- **Work to do**:
Which lines in the data below contain the word "gloved"? Report each one by copying it in full.

- **Records for the exercise**:
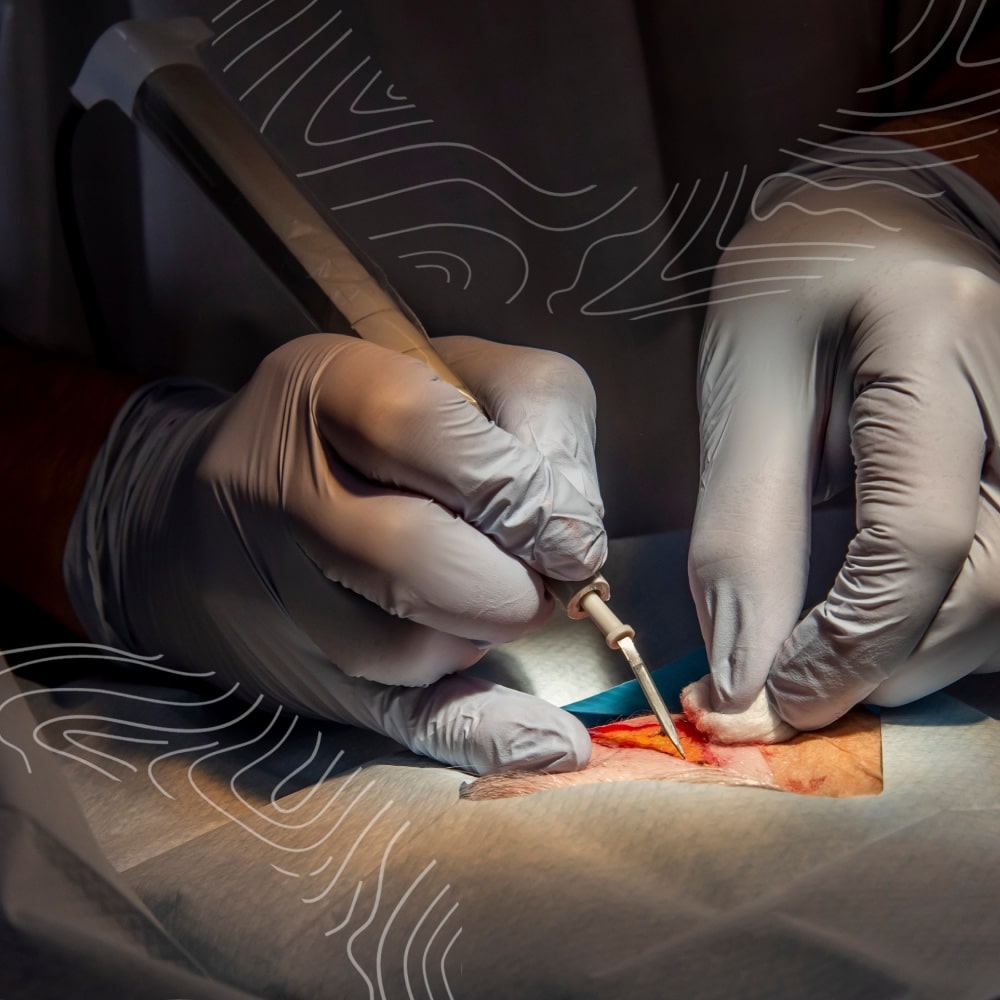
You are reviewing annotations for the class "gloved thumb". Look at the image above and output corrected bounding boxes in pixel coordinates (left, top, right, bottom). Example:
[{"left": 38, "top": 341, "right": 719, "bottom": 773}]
[{"left": 377, "top": 674, "right": 591, "bottom": 775}]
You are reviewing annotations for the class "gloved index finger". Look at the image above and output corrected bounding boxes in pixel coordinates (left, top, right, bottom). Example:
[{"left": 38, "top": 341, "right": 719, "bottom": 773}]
[
  {"left": 312, "top": 338, "right": 606, "bottom": 579},
  {"left": 769, "top": 279, "right": 996, "bottom": 729},
  {"left": 433, "top": 337, "right": 604, "bottom": 516}
]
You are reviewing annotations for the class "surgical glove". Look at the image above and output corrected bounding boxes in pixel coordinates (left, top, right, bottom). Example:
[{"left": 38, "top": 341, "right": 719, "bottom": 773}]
[
  {"left": 689, "top": 182, "right": 1000, "bottom": 729},
  {"left": 71, "top": 334, "right": 606, "bottom": 773}
]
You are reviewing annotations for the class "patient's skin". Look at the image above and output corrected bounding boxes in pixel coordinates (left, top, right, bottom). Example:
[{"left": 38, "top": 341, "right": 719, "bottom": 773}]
[{"left": 461, "top": 716, "right": 781, "bottom": 799}]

- **Exercise solution**:
You are reviewing annotations for the class "gloved thumb". Look at the image above and output corrected bounding boxes in pixel coordinates (left, top, right, bottom). Example:
You are reviewing annotations for the class "gloved index finger". Look at the image above and output corrected bounding boxes in pixel coordinates (left, top, right, bottom). Example:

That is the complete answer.